» What is needed
Take from the data every line in which the word "tire" is found.

────────────────────

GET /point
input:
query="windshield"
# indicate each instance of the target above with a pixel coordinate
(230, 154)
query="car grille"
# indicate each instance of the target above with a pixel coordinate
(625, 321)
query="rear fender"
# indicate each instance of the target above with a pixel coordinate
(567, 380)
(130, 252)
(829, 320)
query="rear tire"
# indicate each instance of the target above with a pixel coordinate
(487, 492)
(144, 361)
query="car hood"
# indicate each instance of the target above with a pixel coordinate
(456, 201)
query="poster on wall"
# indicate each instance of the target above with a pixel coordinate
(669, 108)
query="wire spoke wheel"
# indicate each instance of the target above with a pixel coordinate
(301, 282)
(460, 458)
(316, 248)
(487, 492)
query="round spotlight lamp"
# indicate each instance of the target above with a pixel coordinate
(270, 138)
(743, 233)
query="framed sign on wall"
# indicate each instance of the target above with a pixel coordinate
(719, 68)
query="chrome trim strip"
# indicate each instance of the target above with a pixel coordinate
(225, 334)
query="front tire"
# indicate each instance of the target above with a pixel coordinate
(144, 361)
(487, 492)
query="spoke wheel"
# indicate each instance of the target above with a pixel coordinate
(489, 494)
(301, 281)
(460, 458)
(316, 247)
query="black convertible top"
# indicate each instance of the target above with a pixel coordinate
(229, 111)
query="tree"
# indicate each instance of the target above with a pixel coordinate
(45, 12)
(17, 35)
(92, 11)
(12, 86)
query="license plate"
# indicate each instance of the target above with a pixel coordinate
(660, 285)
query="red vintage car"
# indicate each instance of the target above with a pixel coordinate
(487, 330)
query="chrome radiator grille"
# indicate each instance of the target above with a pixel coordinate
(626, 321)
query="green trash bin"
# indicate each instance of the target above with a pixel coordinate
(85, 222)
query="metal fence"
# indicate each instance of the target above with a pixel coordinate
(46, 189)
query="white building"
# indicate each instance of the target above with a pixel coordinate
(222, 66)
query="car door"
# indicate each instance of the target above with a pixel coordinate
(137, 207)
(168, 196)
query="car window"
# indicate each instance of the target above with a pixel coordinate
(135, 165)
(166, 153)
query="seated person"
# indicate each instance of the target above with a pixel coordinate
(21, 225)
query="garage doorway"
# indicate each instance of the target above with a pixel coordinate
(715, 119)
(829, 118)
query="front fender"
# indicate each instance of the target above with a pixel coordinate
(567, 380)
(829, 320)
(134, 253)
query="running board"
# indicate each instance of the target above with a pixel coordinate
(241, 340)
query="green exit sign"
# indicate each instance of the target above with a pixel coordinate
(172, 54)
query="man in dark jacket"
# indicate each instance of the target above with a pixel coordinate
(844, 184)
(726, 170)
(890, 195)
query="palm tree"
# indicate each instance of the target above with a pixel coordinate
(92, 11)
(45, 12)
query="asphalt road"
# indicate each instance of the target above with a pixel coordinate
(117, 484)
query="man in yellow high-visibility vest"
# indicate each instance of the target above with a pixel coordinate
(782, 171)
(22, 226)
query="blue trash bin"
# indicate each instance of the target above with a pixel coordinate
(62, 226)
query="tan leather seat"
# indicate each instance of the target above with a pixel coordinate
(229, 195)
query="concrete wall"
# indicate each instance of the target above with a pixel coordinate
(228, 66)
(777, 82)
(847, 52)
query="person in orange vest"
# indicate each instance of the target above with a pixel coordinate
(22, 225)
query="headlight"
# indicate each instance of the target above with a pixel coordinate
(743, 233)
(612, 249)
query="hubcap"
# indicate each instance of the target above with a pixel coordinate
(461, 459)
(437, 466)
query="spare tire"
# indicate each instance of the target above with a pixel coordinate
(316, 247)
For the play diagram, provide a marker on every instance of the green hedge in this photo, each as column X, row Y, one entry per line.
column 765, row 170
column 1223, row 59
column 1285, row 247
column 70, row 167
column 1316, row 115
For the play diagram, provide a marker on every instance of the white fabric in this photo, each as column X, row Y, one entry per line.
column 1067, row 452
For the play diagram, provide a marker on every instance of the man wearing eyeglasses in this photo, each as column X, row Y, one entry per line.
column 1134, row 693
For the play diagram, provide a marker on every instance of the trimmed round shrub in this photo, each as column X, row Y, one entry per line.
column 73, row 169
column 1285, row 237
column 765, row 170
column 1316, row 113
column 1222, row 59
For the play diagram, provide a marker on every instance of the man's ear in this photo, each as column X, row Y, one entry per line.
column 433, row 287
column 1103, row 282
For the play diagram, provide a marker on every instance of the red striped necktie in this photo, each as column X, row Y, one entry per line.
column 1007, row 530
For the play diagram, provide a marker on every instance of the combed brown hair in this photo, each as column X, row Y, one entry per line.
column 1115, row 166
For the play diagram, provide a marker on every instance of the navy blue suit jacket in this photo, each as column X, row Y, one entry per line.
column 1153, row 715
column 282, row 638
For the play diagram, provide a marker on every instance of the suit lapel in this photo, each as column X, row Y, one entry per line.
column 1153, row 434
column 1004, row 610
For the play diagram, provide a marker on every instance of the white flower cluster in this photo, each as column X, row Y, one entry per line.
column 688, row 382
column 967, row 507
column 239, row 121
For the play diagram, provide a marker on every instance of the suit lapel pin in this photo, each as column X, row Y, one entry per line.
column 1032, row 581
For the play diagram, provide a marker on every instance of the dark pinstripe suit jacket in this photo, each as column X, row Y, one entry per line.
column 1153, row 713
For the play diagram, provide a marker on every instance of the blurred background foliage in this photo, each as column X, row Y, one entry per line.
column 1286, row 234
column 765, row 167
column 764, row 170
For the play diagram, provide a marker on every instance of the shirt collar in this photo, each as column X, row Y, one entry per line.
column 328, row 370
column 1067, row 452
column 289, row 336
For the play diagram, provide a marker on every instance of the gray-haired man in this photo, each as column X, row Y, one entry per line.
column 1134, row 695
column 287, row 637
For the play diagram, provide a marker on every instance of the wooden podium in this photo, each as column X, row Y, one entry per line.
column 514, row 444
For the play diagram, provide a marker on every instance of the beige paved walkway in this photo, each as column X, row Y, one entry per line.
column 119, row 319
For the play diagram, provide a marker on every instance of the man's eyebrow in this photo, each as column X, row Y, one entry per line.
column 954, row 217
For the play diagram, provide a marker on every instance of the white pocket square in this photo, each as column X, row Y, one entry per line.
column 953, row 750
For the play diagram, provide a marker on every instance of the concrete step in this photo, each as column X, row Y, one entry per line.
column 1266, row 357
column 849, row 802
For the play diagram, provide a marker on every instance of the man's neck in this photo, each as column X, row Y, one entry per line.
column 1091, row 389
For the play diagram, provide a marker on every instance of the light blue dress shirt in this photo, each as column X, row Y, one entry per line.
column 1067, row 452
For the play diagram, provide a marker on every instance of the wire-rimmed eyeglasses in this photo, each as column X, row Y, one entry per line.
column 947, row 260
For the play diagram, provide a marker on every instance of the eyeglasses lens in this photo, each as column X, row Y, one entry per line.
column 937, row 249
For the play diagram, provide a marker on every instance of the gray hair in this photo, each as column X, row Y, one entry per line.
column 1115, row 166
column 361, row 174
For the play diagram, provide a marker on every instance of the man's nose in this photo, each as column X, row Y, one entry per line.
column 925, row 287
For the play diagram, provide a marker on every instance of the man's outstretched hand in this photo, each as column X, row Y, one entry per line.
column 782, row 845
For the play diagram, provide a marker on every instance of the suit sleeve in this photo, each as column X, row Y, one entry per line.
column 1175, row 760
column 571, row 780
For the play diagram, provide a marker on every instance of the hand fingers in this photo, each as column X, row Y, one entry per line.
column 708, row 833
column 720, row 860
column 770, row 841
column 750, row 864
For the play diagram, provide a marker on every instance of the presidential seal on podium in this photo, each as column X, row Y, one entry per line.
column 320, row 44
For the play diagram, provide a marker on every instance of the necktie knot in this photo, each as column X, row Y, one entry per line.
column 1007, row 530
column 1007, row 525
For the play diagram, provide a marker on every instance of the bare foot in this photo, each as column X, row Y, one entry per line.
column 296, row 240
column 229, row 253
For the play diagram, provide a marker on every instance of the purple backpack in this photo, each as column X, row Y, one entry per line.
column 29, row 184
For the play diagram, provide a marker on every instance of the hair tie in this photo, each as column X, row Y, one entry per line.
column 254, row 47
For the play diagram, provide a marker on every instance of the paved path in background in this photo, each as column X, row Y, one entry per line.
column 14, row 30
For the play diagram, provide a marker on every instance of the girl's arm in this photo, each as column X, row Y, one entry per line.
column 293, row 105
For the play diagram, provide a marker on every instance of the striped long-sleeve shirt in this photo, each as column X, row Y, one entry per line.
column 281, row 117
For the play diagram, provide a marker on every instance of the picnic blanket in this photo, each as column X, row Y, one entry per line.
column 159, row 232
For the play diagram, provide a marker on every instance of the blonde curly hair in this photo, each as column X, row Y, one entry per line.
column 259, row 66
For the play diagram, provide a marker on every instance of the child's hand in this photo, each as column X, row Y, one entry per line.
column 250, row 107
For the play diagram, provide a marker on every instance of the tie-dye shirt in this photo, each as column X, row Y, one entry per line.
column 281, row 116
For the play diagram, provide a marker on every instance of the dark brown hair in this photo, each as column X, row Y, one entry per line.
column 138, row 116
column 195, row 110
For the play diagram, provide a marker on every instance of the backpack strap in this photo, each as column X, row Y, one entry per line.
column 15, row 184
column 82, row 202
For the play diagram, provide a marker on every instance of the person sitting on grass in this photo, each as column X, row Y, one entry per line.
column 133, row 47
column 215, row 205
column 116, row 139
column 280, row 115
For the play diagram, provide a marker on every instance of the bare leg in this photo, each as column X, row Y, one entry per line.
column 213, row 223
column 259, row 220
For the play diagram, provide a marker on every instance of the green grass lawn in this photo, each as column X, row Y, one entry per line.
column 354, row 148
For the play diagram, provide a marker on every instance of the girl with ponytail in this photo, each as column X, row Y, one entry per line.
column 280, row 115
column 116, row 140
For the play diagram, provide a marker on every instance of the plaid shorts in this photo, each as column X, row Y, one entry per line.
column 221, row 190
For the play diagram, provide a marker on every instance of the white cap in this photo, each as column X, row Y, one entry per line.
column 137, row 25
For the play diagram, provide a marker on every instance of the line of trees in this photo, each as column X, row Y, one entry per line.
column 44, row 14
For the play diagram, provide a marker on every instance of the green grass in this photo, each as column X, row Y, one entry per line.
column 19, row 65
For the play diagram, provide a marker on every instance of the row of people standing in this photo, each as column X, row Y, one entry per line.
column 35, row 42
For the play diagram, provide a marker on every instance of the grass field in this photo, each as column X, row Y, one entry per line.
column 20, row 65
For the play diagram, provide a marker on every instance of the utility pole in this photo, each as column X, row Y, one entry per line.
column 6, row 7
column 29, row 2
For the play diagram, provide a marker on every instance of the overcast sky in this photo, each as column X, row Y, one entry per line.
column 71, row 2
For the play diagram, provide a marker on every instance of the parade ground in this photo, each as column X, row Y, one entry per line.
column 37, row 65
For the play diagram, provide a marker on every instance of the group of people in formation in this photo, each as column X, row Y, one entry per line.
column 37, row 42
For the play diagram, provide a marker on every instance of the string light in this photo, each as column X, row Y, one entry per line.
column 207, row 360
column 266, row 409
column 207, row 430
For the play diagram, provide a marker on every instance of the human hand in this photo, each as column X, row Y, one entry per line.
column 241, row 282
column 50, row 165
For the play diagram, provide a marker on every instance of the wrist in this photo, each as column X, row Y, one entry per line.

────────────────────

» Output for this exercise
query="rear tire"
query="front tire"
query="spare tire"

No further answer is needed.